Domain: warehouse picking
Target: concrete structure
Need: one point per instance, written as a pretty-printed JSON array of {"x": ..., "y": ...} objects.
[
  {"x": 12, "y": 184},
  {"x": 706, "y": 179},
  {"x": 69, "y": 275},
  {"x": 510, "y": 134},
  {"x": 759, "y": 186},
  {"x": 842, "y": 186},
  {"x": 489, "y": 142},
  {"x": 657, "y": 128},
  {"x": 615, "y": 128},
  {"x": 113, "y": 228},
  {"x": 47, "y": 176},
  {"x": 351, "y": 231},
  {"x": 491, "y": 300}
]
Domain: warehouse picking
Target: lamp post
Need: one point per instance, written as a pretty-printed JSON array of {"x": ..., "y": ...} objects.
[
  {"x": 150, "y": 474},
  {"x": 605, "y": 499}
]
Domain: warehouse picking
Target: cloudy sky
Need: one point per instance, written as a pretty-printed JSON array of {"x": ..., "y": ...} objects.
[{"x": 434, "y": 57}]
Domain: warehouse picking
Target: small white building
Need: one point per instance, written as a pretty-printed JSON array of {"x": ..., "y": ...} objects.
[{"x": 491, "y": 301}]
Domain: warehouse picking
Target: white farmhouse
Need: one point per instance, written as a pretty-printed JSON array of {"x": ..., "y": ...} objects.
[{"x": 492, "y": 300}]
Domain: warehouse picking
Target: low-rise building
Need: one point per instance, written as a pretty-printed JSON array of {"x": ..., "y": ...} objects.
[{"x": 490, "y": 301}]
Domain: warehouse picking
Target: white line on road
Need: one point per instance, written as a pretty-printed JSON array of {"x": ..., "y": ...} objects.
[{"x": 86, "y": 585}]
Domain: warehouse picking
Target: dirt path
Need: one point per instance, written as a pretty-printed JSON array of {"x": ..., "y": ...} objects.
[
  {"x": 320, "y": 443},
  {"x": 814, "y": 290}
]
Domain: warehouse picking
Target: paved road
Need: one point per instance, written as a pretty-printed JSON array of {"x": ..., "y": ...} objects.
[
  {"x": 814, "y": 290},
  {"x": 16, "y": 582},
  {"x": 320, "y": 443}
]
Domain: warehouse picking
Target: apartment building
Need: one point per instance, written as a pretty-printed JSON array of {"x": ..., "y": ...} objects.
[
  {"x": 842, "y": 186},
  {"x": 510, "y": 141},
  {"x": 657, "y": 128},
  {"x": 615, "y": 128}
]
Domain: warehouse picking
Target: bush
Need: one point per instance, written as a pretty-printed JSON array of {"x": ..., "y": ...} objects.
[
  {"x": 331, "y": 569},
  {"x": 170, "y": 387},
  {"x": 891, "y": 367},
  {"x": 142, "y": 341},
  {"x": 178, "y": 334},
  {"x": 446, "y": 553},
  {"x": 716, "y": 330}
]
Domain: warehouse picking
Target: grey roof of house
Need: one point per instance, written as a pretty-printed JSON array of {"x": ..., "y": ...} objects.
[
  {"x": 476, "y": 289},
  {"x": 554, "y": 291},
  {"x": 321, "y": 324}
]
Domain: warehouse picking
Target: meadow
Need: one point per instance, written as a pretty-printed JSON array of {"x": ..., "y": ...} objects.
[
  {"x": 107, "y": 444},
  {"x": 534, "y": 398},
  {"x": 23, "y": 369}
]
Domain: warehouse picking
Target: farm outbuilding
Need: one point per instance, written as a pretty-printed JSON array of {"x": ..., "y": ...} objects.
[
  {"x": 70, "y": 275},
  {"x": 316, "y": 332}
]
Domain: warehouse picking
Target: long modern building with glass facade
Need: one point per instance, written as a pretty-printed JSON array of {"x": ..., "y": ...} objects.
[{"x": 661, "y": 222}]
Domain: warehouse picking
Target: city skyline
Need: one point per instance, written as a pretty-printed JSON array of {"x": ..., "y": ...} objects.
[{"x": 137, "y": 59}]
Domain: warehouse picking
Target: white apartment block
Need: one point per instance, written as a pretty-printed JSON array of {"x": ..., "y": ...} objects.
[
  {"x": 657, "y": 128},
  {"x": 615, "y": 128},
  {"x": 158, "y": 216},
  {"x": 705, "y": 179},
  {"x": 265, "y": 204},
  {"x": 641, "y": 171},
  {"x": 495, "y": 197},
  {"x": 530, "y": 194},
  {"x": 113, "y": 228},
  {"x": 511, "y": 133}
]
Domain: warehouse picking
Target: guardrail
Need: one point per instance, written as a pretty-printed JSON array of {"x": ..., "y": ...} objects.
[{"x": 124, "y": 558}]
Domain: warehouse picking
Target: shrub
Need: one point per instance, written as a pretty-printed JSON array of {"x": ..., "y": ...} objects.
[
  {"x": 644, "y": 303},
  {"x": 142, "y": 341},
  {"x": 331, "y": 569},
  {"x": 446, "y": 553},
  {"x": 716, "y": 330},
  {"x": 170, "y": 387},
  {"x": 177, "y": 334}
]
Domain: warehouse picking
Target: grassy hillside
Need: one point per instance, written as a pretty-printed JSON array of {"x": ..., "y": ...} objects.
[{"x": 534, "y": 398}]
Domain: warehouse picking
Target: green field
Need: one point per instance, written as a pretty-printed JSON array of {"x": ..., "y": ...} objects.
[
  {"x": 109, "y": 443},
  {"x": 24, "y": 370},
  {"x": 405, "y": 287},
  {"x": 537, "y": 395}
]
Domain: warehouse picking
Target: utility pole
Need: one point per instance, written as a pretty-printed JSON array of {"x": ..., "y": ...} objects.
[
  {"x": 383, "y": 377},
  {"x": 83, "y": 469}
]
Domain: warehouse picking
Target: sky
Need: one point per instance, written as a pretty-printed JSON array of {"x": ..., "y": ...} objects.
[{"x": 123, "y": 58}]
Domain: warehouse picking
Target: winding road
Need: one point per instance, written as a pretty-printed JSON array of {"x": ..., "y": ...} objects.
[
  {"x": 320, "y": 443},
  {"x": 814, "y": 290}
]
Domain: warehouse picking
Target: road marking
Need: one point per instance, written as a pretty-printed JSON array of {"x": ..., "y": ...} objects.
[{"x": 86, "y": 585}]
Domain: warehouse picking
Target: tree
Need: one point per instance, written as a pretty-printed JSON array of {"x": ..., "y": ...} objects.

=-=-=-=-=

◆ TASK STATEMENT
Extract each line of the listing above, copying it word for word.

◆ TASK ANSWER
Domain: warehouse picking
Target: concrete structure
Need: one point per instance, written as a pretty-printed JSON array of {"x": ..., "y": ...} objects.
[
  {"x": 12, "y": 184},
  {"x": 706, "y": 179},
  {"x": 69, "y": 275},
  {"x": 510, "y": 134},
  {"x": 759, "y": 186},
  {"x": 842, "y": 186},
  {"x": 489, "y": 142},
  {"x": 657, "y": 128},
  {"x": 615, "y": 128},
  {"x": 113, "y": 228},
  {"x": 47, "y": 176},
  {"x": 351, "y": 231},
  {"x": 491, "y": 300}
]
Domain: warehouse picking
Target: lamp post
Need: one point per instance, written as a pretty-printed JSON array of {"x": ..., "y": ...} objects.
[
  {"x": 150, "y": 474},
  {"x": 605, "y": 499}
]
Domain: warehouse picking
Target: cloudy sky
Need: one point per instance, written as a pretty-printed JSON array of {"x": ..., "y": ...} objects.
[{"x": 434, "y": 57}]
Domain: warehouse picking
Target: small white building
Need: one point per instance, written as a pretty-printed JSON array of {"x": ..., "y": ...} objects.
[{"x": 491, "y": 301}]
Domain: warehouse picking
Target: white farmhouse
Need: one point per instance, written as a pretty-printed JSON array of {"x": ..., "y": ...} objects.
[{"x": 492, "y": 300}]
Domain: warehouse picking
Target: low-rise building
Need: one point per instance, written as a pretty-printed JSON array of {"x": ..., "y": ...} objects.
[{"x": 490, "y": 301}]
Domain: warehouse picking
Target: white line on road
Need: one point per instance, written as a pretty-printed JSON array of {"x": ..., "y": ...} objects.
[{"x": 86, "y": 585}]
Domain: warehouse picking
Target: dirt path
Need: one point per instance, written as a pretty-printed JSON array of {"x": ..., "y": ...} objects.
[
  {"x": 320, "y": 443},
  {"x": 814, "y": 290}
]
Domain: warehouse picking
Target: paved road
Need: one point per instance, written as a pretty-printed JSON array of {"x": ..., "y": ...} objects.
[
  {"x": 814, "y": 290},
  {"x": 16, "y": 582},
  {"x": 320, "y": 443}
]
Domain: warehouse picking
Target: apartment building
Need: one point per instance, written as a pretty-printed JSON array of {"x": ..., "y": ...} objects.
[
  {"x": 842, "y": 186},
  {"x": 510, "y": 141},
  {"x": 657, "y": 128},
  {"x": 615, "y": 128}
]
Domain: warehouse picking
Target: bush
Need: one point per instance, written as a pretty-printed JSON array of {"x": ..., "y": ...} objects.
[
  {"x": 331, "y": 569},
  {"x": 170, "y": 387},
  {"x": 891, "y": 367},
  {"x": 142, "y": 341},
  {"x": 178, "y": 334},
  {"x": 446, "y": 553},
  {"x": 716, "y": 330}
]
Domain: warehouse picking
Target: grey roof of house
Need: one point per instance, written as a pretty-printed JSON array of {"x": ..., "y": ...} objects.
[
  {"x": 476, "y": 289},
  {"x": 554, "y": 291},
  {"x": 321, "y": 324}
]
Domain: warehouse picking
Target: meadow
Need: one point per instance, written as a pretty-printed JSON array of {"x": ..., "y": ...} objects.
[
  {"x": 107, "y": 444},
  {"x": 534, "y": 398},
  {"x": 23, "y": 369}
]
Domain: warehouse picking
Target: farm outbuilding
Need: one point per instance, written as a pretty-printed JSON array of {"x": ..., "y": ...} objects.
[
  {"x": 70, "y": 275},
  {"x": 316, "y": 332}
]
Domain: warehouse picking
Target: long modern building with glass facade
Need: one point per instance, written as a pretty-printed JSON array of {"x": ..., "y": ...} objects.
[{"x": 661, "y": 222}]
Domain: warehouse picking
Target: city skyline
Need: one point per instance, written as a pretty-printed JSON array of {"x": ..., "y": ...} objects.
[{"x": 137, "y": 59}]
Domain: warehouse picking
Target: white apartment block
Need: one point per instance, written as a pretty-printed JSON array of {"x": ..., "y": ...} objects.
[
  {"x": 657, "y": 128},
  {"x": 615, "y": 128},
  {"x": 158, "y": 216},
  {"x": 705, "y": 179},
  {"x": 265, "y": 204},
  {"x": 641, "y": 171},
  {"x": 495, "y": 197},
  {"x": 530, "y": 194},
  {"x": 113, "y": 228},
  {"x": 511, "y": 133}
]
Domain: warehouse picking
Target: guardrail
Need: one point per instance, written as a pretty-printed JSON array of {"x": ..., "y": ...} objects.
[{"x": 124, "y": 558}]
Domain: warehouse picking
Target: shrub
Need: one point per instance, written as a pretty-printed JSON array of {"x": ..., "y": ...} objects.
[
  {"x": 644, "y": 303},
  {"x": 142, "y": 341},
  {"x": 331, "y": 569},
  {"x": 446, "y": 553},
  {"x": 716, "y": 330},
  {"x": 170, "y": 387},
  {"x": 177, "y": 334}
]
Domain: warehouse picking
Target: grassy hillside
Need: one point per instance, written as a pretty-printed JSON array of {"x": ..., "y": ...} objects.
[{"x": 534, "y": 398}]
Domain: warehouse picking
Target: green field
Need: one point per instance, written as a pretty-printed JSON array of {"x": ..., "y": ...} objects.
[
  {"x": 109, "y": 443},
  {"x": 24, "y": 370},
  {"x": 405, "y": 287},
  {"x": 537, "y": 395}
]
Domain: warehouse picking
Target: utility pole
Need: one point per instance, written as a pretty-printed JSON array of {"x": ..., "y": ...} objects.
[
  {"x": 383, "y": 377},
  {"x": 83, "y": 469}
]
Domain: warehouse picking
Target: sky
Need: one point per instance, written as a pretty-printed JSON array of {"x": ..., "y": ...} objects.
[{"x": 123, "y": 58}]
Domain: warehouse picking
Target: winding road
Need: one point per instance, written as a pretty-printed JSON array of {"x": ..., "y": ...} objects.
[
  {"x": 320, "y": 443},
  {"x": 814, "y": 290}
]
Domain: warehouse picking
Target: road marking
Need: one point per instance, written as a pretty-printed JSON array of {"x": ..., "y": ...} objects.
[{"x": 86, "y": 585}]
Domain: warehouse picking
Target: tree
Need: one point per instance, written as a pretty-printed JSON array of {"x": ..., "y": ...} objects.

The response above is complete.